*Aim*. Starting with the line that contains "Point to the green sneaker." and going on through the end of the items, write every line out again, requests included, adding 15 to each number in the coordinates.

-------- Provided records --------

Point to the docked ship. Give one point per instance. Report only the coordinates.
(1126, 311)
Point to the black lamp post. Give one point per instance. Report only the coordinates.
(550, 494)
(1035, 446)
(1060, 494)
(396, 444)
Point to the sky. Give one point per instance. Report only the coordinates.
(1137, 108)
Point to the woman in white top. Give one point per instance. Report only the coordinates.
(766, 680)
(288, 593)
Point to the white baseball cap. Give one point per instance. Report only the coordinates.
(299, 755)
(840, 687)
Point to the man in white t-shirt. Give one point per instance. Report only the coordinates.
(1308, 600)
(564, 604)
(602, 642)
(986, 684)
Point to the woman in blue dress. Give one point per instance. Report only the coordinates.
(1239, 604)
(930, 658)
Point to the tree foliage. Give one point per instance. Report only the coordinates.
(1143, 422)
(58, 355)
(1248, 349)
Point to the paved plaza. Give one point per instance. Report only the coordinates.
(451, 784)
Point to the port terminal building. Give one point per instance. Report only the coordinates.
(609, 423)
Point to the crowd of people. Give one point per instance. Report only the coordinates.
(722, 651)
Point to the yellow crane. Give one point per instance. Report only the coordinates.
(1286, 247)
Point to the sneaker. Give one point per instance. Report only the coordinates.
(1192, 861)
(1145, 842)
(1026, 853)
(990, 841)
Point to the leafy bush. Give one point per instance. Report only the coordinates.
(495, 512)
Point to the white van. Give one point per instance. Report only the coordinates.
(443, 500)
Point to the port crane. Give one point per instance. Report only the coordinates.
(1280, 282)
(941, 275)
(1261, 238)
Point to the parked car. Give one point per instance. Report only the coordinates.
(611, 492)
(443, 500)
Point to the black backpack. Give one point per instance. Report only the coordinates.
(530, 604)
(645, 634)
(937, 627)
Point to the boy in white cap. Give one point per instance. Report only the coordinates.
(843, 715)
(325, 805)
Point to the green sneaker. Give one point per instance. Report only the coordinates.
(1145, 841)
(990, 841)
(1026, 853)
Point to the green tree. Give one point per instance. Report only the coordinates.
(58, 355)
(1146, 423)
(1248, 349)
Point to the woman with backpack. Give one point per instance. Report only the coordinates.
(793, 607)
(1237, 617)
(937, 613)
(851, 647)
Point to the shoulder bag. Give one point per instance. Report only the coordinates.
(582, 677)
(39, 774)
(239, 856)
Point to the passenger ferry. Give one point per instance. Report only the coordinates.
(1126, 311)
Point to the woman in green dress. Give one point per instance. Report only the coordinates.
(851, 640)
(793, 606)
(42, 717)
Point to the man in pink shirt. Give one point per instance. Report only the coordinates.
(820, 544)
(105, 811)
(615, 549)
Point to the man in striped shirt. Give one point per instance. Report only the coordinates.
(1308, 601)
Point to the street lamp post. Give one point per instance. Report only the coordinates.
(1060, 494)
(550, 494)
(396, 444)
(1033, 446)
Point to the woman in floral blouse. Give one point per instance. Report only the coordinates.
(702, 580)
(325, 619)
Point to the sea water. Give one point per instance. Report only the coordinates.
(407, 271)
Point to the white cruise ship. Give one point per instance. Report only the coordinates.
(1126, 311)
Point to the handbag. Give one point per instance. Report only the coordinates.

--------

*Result of the exercise*.
Point to the green sneaker. Give one point per instance. Report only the coordinates.
(1160, 856)
(1005, 856)
(1041, 868)
Point to the green tree. Give one point per instance. Report only the coordinates.
(73, 370)
(1161, 438)
(1263, 364)
Point to the woman with backpack. Give one point per instance. Report only the coordinates.
(808, 622)
(1252, 632)
(952, 628)
(866, 662)
Point to the shoulder bag. Give one point per instance. Report only the coordinates.
(597, 692)
(54, 789)
(254, 871)
Point to the passenger ferry. Give one point per instance. Report only the coordinates.
(1141, 326)
Point to the woman in green dress. Give one point per instance. Report only the coordinates.
(866, 655)
(808, 621)
(57, 732)
Point to the man in pink shirt. Give one point per instance. Report only the coordinates.
(835, 559)
(120, 826)
(630, 564)
Point to the man in striped shirt. Give one point per instance. Report only the coordinates.
(1323, 616)
Point to the street lamp post. Give one point per instance. Report only the coordinates.
(1075, 509)
(565, 509)
(411, 459)
(1048, 461)
Point to the woman in floral blouse. Give one point per instance. Report only the coordinates.
(717, 595)
(340, 634)
Point to the sea water. Give one point per instance. Report only the coordinates.
(422, 286)
Point to the white cruise ship. Give one point per instance. Report only the coordinates.
(1141, 326)
Point to the handbag. Give one point per instance. Report only the coordinates.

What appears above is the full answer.